• [WORK ITEM]: In the lab notebook text below, how many seeds did the updated python code calculate for the Buchnera aphidicola APS genome?

[EXTRACT TO READ Boundary: Start]

I used Bowtie to map reads to called genes.

/home/mljenior/bin/bowtie/bowtie-build ${sample_name}.genes.250.format.fna ${sample_name}_gene_database

/home/mljenior/bin/bowtie/bowtie ${sample_name}_gene_database -f /mnt/EXT/Schloss-data/matt/metagenomes_HiSeq/${sample_name}/fastq/${sample_name}.trimmed.pooled.all.fasta -p 4 -S ${sample_name}.reads2genes.sam

samtools view -bS ${sample_name}.reads2genes.sam > ${sample_name}.reads2genes.bam
samtools sort ${sample_name}.reads2genes.bam ${sample_name}.reads2genes.sorted
samtools index ${sample_name}.reads2genes.sorted.bam
samtools idxstats ${sample_name}.reads2genes.sorted.bam > ${sample_name}.mapped2genes.txt 

rm *.ebwt *.bcf *ai *.bam ${sample_name}_gene_database*

Quality control

One step (among others) of quality control I do is counting the number of curated reads that actually map back to the assembled contigs. This metric is a way of telling if what you assembled actually looks like what you sequenced in the first place.

cp /mnt/EXT/Schloss-data/matt/metagenomes_HiSeq/${sample_name}/assembly/${sample_name}.megahit/${sample_name}.final.contigs.251.fa ./
/home/mljenior/bin/bowtie/bowtie-build ${sample_name}.final.contigs.251.fa ${sample_name}_contig_database

/home/mljenior/bin/bowtie/bowtie ${sample_name}_contig_database -f /mnt/EXT/Schloss-data/matt/metagenomes_HiSeq/${sample_name}/fastq/${sample_name}.trimmed.pooled.all.fasta -p 4 -S ${sample_name}.aligned.sam

samtools view -bS ${sample_name}.aligned.sam > ${sample_name}.aligned.bam
samtools sort ${sample_name}.merged.pe.se.aligned.megahit.bam ${sample_name}.merged.pe.se.aligned.megahit.sorted
samtools index ${sample_name}.merged.pe.se.aligned.megahit.sorted.bam
samtools idxstats ${sample_name}.merged.pe.se.aligned.megahit.sorted.bam > ${sample_name}.mapped2contigs.txt 

rm *.ebwt *.bcf *ai *.bam ${sample_name}_contig_database*'

I’ve revamped the pipeline in the last couple of days so when I have the quality metrics tomorrow when it’s done I’ll write another post about that.

Compared the seed set calculation algorithm differences between the perl and python versions.

Method Comparison

Found some pretty substantial differences. I use the genome of the intracellular pathogen Buchnera aphidicola APS to benchmark the code as a comparison against Borenstein’s original paper. When I apply the perl code that was originally published on, I get the correct number of seeds at 68. However, when I use the updated python code, I calculate only 16.
These calculations are both done with identical parameters of a 5 node minimum per component and a minimum confidence of 0.2 per seed. Emailed Rogan Carr from their lab to hopefully shed some light on what’s going on. More to come soon…

Repeating in vitro experiments

Deriving growth curves for each strain and redoing all competition experiments. Nutrient re-supplementation experiments are up next.

[EXTRACT TO READ Boundary: End]
[ENTRIES PROVIDED Boundary: Start]

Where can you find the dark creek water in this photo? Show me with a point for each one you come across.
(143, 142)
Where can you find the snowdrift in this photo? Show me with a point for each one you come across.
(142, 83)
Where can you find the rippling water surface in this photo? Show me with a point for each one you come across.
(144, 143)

[ENTRIES PROVIDED Boundary: End]

• [REPLY TO THE EXERCISE]: 16